* **Texte fourni**:
######

Abbé Thibault de Maillard – Dans son rapport 2023 sur les objectifs de développement durable (ODD) 2030, L’ONU ne propose pas seulement des objectifs de développement, mais indique aussi les moyens qui lui semblent adaptés. Dans le domaine de la pauvreté et de la ‘protection sociale’, l’ONU n’indique qu’une seule solution : l’étatisation. Si l’intervention de l’Etat est certes une solution, il faut contester que ce soit une solution durable. Explication à partir des principes de la doctrine sociale de l’Eglise.

Soulignons d’abord le mépris onusien pour les systèmes de protection sociale non étatiques. Les 4 milliards de personnes « non couverts par les programmes de protection sociale légale » (ODD p. 12) sont considérés comme « pas protégés ». La Tour du Pin (Vers un ordre social chrétien) rappelle qu’il existe pourtant deux autres grands systèmes de protection sociale : le système familial traditionnel, dans lequel les travailleurs d’une famille prennent en charge les plus jeunes et leurs anciens, et le système de protection par les associations professionnelles, dans lesquelles l’association s’engage à subvenir aux besoins de ses membres partis à la retraite par une caisse de retraite professionnelle. La plupart des pays jugés par l’ONU comme non couverts bénéficient en réalité de la protection sociale familiale. Les considérer comme non couverts revient à du négationnisme en niant la réalité des pays ciblés.

Une réflexion objective s’impose donc à propos de la protection sociale, pour manifester les avantages et les inconvénients de chaque système.

Le système familial a l’inconvénient pour un partisan des droits de l’homme de placer la personne dans un réseau étroit d’interdépendance, incompatible avec la licence morale prônée par l’ONU (OMS Afrique : Sexual and reproductive health fact sheet, juin 2020). En effet, le cadre familial traditionnel constitue une barrière à l’amour libre de l’idéologie des droits de l’homme. Mais si l’on exclut cette vision anti-familialiste, une protection familiale a l’avantage de favoriser l’entraide gratuite non seulement dans la famille, mais aussi dans toute la société, puisque chacun apprend le soutien mutuel par la famille. Beaucoup savent que les pays qui vivent dans la protection sociale familiale sont beaucoup plus chaleureux : les habitants connaissent la joie de donner. Remarquons cependant que ce système présuppose une stabilité des familles, ce qui n’est pas le cas dans tous les pays. Ce système peut aussi être difficile à mettre en œuvre là où les déplacements et d’autres circonstances limitent les possibilités de l’entraide familiale.

######

* **Données fournies**:
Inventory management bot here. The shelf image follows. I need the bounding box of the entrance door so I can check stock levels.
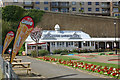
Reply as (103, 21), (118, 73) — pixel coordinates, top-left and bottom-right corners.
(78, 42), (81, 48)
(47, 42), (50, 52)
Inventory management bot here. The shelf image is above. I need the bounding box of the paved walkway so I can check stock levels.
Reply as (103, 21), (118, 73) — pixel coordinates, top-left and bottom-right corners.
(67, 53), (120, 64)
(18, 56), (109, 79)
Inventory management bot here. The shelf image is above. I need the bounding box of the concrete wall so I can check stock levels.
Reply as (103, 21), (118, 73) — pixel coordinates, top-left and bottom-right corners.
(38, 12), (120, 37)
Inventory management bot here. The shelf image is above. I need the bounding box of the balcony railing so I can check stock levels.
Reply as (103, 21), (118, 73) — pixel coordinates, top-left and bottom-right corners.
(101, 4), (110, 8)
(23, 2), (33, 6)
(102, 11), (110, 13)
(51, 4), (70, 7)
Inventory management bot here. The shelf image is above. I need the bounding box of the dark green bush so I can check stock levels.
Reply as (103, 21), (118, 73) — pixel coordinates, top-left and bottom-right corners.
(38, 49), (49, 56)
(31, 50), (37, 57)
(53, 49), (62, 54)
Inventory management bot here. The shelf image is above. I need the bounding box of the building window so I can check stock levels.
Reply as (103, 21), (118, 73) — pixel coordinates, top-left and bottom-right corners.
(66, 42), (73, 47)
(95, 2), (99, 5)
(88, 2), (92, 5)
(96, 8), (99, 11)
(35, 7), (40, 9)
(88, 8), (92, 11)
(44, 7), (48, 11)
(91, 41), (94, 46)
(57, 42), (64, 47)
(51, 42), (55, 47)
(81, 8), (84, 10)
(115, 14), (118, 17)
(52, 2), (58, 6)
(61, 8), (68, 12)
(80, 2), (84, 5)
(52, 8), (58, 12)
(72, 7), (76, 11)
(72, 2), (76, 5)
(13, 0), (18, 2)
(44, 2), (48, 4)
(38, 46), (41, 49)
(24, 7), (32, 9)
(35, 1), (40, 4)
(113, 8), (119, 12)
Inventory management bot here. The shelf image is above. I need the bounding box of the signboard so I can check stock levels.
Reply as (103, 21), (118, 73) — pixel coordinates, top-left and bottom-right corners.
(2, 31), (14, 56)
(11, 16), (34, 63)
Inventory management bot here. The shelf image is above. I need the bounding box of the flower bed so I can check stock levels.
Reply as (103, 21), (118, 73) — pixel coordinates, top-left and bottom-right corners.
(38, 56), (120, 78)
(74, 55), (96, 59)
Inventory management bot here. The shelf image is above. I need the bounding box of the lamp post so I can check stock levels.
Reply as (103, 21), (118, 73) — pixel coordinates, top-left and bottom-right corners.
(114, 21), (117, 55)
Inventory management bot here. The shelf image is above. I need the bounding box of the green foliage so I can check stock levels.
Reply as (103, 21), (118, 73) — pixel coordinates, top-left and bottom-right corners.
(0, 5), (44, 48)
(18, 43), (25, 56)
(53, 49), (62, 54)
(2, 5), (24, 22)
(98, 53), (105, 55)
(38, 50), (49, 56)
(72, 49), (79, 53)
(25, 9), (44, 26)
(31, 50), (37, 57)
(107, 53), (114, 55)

######

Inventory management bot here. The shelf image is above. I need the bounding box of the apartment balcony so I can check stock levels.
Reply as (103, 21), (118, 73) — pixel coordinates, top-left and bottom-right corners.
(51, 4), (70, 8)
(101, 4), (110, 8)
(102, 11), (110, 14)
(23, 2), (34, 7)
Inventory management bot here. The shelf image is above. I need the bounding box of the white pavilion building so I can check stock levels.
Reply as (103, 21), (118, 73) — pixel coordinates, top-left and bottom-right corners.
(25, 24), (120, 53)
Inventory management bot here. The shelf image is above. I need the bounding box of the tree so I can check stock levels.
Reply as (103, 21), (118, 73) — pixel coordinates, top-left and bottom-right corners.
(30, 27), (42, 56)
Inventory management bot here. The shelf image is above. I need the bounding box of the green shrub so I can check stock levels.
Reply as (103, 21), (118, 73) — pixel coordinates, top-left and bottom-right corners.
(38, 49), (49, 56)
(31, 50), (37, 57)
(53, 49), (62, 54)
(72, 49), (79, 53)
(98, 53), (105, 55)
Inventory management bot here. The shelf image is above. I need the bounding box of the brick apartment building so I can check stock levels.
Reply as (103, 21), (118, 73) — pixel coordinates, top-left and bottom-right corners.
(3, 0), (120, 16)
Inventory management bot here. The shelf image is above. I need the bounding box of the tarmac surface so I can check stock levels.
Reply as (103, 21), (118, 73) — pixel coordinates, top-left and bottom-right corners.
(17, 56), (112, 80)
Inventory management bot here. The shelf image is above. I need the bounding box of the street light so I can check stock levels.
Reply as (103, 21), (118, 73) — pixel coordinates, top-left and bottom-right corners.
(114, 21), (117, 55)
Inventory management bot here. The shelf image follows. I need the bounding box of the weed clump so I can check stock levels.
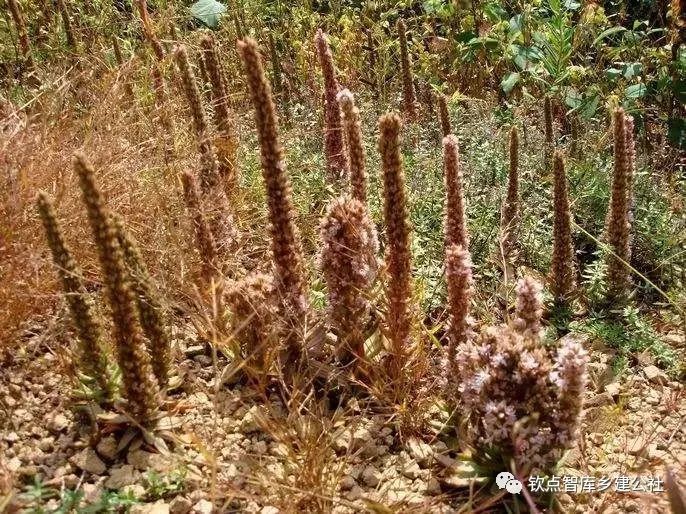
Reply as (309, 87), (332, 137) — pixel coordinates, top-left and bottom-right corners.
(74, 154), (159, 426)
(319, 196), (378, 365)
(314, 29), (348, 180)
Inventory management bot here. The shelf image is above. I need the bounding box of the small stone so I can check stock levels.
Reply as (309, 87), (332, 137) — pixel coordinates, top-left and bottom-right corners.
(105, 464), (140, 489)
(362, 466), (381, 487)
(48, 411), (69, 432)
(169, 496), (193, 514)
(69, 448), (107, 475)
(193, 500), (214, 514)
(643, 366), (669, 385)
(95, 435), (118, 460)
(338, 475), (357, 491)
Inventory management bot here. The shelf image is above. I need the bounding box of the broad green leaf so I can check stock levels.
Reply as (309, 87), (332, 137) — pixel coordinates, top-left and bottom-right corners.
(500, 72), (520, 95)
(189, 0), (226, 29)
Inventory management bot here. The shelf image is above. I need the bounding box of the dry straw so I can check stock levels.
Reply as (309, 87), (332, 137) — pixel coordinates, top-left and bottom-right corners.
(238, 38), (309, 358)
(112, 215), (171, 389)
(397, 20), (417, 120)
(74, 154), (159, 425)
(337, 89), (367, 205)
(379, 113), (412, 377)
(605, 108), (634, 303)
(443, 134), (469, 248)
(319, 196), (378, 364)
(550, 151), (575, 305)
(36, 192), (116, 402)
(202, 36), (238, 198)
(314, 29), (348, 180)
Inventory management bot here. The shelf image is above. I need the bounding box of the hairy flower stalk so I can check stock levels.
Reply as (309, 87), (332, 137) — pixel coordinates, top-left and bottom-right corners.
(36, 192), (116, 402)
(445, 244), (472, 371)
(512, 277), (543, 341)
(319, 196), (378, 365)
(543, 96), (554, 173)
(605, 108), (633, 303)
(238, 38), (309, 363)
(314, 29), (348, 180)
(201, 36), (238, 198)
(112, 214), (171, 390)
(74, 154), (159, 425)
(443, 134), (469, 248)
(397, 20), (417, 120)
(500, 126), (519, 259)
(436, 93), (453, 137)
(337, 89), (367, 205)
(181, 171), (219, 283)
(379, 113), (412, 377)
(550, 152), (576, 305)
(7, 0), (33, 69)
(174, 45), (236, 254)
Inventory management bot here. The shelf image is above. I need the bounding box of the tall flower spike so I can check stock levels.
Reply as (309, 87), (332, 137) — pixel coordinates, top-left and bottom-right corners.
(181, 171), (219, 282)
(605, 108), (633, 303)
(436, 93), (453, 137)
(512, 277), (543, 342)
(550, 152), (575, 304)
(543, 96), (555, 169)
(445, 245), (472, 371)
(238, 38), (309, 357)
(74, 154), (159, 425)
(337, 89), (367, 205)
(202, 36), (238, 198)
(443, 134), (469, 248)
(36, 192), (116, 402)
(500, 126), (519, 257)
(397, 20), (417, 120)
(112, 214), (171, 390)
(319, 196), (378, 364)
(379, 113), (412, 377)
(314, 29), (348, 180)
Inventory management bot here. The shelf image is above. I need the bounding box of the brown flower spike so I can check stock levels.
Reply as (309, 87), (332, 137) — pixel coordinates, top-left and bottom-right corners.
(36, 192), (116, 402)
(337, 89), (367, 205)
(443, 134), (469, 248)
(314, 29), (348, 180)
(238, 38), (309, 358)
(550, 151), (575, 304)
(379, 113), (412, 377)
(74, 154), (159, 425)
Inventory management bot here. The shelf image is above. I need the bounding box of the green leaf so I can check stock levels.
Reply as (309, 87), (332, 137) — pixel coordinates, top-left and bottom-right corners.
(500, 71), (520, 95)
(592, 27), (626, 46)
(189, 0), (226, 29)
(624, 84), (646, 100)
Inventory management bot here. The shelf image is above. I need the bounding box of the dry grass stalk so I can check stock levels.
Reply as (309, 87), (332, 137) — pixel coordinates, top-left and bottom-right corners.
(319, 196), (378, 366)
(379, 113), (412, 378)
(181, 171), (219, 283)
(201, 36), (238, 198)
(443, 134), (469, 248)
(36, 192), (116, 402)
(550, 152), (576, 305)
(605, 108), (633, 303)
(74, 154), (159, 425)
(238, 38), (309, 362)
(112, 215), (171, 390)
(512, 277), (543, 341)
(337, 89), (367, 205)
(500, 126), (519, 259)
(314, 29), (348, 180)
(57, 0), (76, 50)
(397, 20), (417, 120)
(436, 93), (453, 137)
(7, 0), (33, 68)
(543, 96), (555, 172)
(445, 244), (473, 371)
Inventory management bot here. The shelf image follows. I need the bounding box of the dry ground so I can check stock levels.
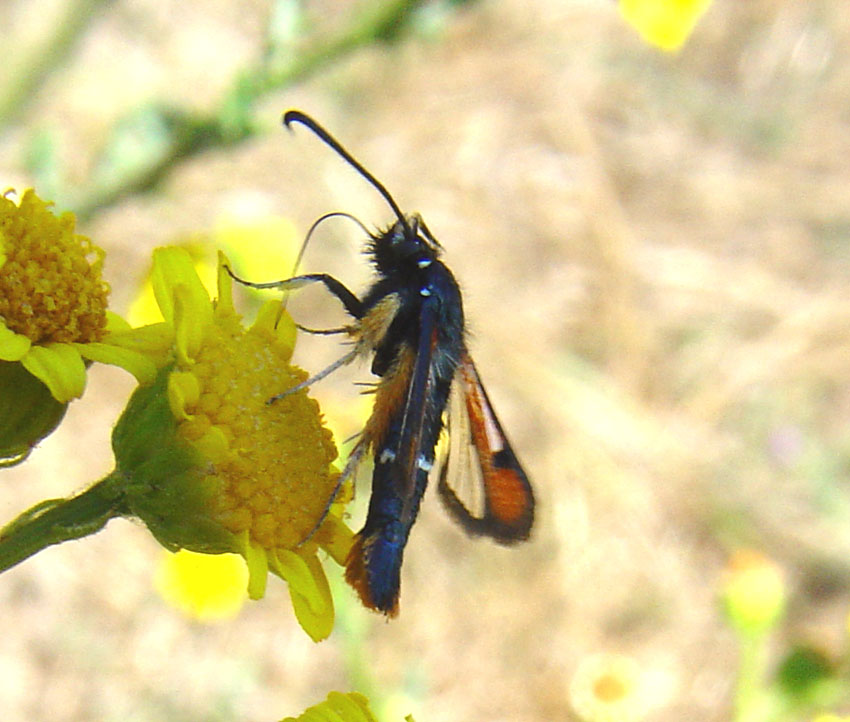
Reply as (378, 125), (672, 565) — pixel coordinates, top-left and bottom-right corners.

######

* **Consigne**:
Poursuivez le texte sur la protection sociale après sa dernière phrase. Les entrées ne servent à rien ici.

* **Réponse**:
Le système d’entraide par association professionnelle remédie aux vraies faiblesses du système familial : si le soutien de famille devient incapable de protéger, l’association subvient à ses besoins. Ce système est présent en Suisse, avec des conventions collectives et des caisses de pension professionnelles privées. L’association professionnelle a l’avantage d’adapter parfaitement son aide à la configuration de la profession. De plus, en étant gérée par une représentation équitable du patronat et du salariat, elle a intérêt à ce que son fonctionnement soit efficace : elle sera économique.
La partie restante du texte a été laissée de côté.